そもそも顎関節症は生活習慣病に近い部分があるため、生活習慣を見直して改善する目的を兼ねたセルフケアが治療において大切です。これがいわゆる自宅療法であり、顎関節症の治療における中心となります。

かたいものを食べない

本来なら、かたいものを食べないと顎の力が弱くなってしまいます。しかし顎関節症の場合は痛みや口の開けづらさがあるため、一定期間かたいものを食べないようにします。

大きく口を開かない

口が大きく開かないのはどうしても気になるでしょうが、顎関節症の場合は会話や食事の時は大きく口を開かないように注意します。

冷やす、温める

冷やしたり温めたりするのは湿布を貼るのが効果的です。痛みの急性期には冷湿布、慢性的な痛みには温湿布で対処すると良いでしょう。

マッサージ

顎関節症によって顎の筋肉が痛む時に効果的で、マッサージによって血行が良くなると痛みをある程度減らすことができます。

姿勢を正す

立つ時、座る時それぞれにおいて正しい姿勢を意識します。特に顎を突き出すような姿勢や猫背には注意が必要で、同じ姿勢を長時間維持するのも問題です。

うつ伏せで寝ない

うつ伏せで寝ると顎や首の筋肉に負担をかけるため、顎関節症の悪化につながります。このため寝る時の姿勢は仰向けが望ましく、高さのある枕も使用しないようにしましょう。

リラックス

緊張時は身体がかたくなり、それが顎関節への負担になってしまいます。適度に緊張を解き、筋肉を休ませてあげるためにリラックスすることを心掛けましょう。

**課題**
本文によると、痛みの急性期にはどんな湿布を使うとよいですか。 次の一覧は本文の内容とは関係ありません。

**確認用データ**
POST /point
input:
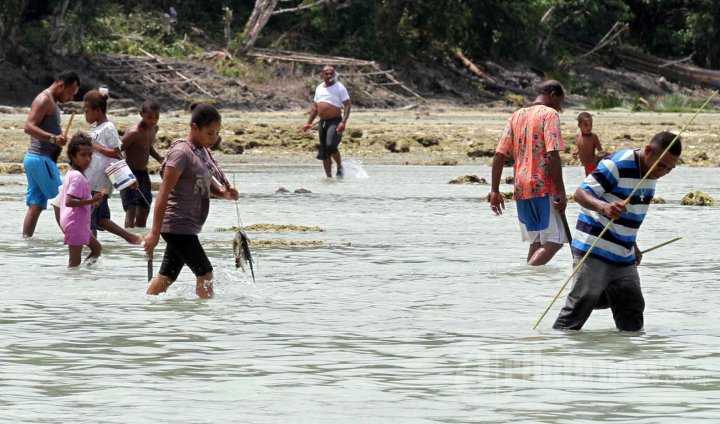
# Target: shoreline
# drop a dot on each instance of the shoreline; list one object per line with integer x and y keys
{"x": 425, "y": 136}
--
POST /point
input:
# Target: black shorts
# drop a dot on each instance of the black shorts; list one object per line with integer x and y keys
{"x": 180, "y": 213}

**解答**
冷湿布です。